▸ Task prompt:
Repeat the lines of the records below without any change, starting at the line that contains "of horse sculpture" and ending at the line that contains "Annotation task: examine the image below", with both of those lines included.

▸ Task material:
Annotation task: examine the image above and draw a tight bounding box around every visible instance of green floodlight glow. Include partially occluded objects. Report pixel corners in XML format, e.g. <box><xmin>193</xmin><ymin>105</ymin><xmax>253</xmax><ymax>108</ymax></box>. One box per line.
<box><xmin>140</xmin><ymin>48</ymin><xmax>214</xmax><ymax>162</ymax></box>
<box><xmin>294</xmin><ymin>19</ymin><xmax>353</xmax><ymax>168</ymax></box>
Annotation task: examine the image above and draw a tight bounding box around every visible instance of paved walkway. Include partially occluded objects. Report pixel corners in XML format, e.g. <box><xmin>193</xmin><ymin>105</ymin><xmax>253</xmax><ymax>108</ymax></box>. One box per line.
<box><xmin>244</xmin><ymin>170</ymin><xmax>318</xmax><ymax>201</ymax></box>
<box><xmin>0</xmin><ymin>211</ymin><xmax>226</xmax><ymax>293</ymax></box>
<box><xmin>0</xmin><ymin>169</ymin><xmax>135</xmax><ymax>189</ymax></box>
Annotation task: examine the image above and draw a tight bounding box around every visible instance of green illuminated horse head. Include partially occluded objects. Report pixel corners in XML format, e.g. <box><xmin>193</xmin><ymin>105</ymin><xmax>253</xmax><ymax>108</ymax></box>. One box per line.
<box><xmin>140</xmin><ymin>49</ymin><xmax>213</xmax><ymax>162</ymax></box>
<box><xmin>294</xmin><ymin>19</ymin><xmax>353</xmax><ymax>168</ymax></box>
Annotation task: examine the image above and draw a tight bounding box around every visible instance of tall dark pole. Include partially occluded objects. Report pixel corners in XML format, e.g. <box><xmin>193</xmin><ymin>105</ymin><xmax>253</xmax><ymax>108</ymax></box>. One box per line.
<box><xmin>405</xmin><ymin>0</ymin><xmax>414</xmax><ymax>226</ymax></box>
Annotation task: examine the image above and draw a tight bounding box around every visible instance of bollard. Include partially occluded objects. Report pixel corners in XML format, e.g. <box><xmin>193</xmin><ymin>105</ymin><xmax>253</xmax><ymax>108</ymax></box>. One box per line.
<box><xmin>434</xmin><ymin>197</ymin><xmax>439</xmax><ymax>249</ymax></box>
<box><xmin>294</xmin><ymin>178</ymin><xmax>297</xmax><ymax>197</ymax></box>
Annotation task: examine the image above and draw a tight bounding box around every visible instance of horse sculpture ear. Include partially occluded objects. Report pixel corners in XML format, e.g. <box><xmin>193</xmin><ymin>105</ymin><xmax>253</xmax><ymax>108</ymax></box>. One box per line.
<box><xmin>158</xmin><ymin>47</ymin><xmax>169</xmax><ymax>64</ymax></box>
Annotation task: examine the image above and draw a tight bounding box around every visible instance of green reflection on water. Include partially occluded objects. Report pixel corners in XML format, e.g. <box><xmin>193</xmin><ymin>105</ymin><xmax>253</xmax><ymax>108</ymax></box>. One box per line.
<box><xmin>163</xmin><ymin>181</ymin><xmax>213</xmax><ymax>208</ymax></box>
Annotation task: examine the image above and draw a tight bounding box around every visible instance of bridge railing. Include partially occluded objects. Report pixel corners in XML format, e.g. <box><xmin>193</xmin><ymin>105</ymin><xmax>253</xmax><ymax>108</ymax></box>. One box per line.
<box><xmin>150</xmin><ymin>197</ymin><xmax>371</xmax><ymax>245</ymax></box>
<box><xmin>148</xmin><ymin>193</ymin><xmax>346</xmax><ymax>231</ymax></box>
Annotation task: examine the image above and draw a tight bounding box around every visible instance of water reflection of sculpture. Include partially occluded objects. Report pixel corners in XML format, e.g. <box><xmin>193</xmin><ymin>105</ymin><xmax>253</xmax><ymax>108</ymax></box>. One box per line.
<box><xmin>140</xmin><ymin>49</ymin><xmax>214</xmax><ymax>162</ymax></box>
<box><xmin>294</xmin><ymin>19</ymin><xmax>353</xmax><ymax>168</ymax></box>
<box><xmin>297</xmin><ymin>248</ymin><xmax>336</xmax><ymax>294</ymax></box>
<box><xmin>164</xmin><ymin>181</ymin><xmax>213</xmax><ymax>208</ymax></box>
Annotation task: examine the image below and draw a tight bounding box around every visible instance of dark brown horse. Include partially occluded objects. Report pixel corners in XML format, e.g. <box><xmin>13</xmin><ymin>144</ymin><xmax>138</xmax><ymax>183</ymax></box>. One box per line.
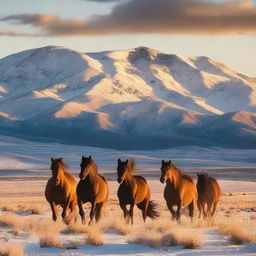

* * *

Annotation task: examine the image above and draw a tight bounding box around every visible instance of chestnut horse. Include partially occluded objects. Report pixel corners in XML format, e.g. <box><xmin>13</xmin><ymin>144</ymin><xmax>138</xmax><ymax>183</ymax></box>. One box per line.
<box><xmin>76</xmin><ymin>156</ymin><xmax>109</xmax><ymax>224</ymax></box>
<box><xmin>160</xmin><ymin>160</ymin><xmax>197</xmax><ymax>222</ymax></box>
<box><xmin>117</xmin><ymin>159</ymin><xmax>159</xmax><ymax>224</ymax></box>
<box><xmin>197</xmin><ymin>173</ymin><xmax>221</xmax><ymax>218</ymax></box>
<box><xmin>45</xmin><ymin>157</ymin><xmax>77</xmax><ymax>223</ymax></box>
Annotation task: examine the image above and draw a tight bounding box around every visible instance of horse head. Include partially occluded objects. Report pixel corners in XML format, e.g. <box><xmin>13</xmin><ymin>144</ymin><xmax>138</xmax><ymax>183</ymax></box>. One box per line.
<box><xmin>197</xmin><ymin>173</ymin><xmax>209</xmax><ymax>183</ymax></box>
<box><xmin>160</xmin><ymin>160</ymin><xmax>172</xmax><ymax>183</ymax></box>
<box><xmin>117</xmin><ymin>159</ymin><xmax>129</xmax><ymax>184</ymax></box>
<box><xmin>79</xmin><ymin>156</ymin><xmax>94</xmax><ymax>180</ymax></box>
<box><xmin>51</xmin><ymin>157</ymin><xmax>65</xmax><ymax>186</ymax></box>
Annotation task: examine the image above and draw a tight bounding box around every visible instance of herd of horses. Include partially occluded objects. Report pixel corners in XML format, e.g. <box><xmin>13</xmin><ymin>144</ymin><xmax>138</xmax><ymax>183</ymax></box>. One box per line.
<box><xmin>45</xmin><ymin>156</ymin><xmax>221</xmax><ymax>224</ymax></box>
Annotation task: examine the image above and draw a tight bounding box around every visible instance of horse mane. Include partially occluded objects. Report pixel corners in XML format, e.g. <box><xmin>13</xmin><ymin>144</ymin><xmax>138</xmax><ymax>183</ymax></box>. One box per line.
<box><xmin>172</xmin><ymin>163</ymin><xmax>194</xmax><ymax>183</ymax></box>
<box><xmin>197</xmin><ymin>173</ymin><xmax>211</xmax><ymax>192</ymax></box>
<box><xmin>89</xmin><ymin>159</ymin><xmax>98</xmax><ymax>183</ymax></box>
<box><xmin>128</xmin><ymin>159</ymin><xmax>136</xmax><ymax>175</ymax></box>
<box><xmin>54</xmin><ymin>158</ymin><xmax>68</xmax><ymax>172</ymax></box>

▸ Task response:
Annotation task: examine the image above and draw a tight bounding box around every visible instance of horse sculpture ear. Include partially occluded objects. Report pixel corners in XML format, e.g. <box><xmin>193</xmin><ymin>105</ymin><xmax>253</xmax><ymax>108</ymax></box>. One box per line.
<box><xmin>158</xmin><ymin>47</ymin><xmax>169</xmax><ymax>64</ymax></box>
Annotation task: examine the image above and draw a tight bounding box around every visible instance of green reflection on water. Include partially occluded objects. Report pixel corners in XML format, e.g. <box><xmin>193</xmin><ymin>105</ymin><xmax>253</xmax><ymax>108</ymax></box>. One box per line.
<box><xmin>163</xmin><ymin>181</ymin><xmax>213</xmax><ymax>208</ymax></box>
Annotation task: examine the image above and draw a tight bounding box around every visible instance of bridge railing. Include partially occluded objects. Report pixel corners in XML format, e.g. <box><xmin>193</xmin><ymin>105</ymin><xmax>253</xmax><ymax>108</ymax></box>. One box per line.
<box><xmin>150</xmin><ymin>197</ymin><xmax>371</xmax><ymax>245</ymax></box>
<box><xmin>148</xmin><ymin>193</ymin><xmax>346</xmax><ymax>231</ymax></box>
Annotation task: examine the image above and draw a tight bounding box around every visible instance of water reflection of sculpture. Include partially occluded objects. Report pixel corners in XML format, e.g. <box><xmin>193</xmin><ymin>105</ymin><xmax>253</xmax><ymax>108</ymax></box>. One box per line.
<box><xmin>140</xmin><ymin>49</ymin><xmax>214</xmax><ymax>162</ymax></box>
<box><xmin>294</xmin><ymin>19</ymin><xmax>353</xmax><ymax>168</ymax></box>
<box><xmin>297</xmin><ymin>248</ymin><xmax>336</xmax><ymax>294</ymax></box>
<box><xmin>164</xmin><ymin>181</ymin><xmax>213</xmax><ymax>208</ymax></box>
Annotation task: examine the image below and draw a tight bounding box around every visible instance of dark brown horse. Include partially occluded objects. Report pixel corners in XML format, e.g. <box><xmin>13</xmin><ymin>144</ymin><xmax>138</xmax><ymax>183</ymax></box>. One box per line.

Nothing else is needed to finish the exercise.